Begin at the line that has "Task: mark the child's" and continue through the end of the records, rewriting those lines with the requests included. In the answers, shift every x and y coordinate by -127.

*** Material provided ***

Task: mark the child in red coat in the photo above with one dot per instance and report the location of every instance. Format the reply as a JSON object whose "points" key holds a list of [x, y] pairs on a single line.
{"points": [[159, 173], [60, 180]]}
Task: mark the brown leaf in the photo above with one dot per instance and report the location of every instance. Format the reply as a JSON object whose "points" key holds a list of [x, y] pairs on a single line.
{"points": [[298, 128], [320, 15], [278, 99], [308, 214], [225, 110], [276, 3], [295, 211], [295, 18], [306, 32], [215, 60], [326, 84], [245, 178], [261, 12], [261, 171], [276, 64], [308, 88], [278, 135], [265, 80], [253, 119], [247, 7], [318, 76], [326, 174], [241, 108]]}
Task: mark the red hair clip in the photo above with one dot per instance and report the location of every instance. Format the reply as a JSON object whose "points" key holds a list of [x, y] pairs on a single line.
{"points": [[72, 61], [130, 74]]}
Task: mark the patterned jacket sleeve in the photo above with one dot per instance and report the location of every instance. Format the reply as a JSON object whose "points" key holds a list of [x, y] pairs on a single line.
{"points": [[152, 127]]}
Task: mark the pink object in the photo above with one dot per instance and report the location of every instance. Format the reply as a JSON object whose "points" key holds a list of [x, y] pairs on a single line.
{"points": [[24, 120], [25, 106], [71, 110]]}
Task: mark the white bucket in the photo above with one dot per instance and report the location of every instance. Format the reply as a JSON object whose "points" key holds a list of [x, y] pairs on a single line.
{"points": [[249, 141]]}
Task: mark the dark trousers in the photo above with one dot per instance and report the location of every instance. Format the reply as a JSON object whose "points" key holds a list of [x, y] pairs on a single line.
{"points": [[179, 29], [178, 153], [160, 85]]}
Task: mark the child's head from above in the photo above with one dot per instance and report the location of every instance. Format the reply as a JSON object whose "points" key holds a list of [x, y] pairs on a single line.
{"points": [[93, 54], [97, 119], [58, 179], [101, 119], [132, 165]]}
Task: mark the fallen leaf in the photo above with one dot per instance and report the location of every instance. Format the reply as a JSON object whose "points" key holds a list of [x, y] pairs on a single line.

***

Task response:
Task: mark the child's head from above in the photo above with one dot per instance and report the location of every instance. Format the reply as a JSON object whose "points" key holds a list of [x, y] pairs on a single line.
{"points": [[-34, -73], [-30, -8], [-69, 52], [-26, -8], [5, 38]]}
Task: mark the fallen leaf in the photo above with one dot per instance and report the location of every instance. Format the reply as a JSON object whose "points" key holds a list of [x, y] pairs on a single line.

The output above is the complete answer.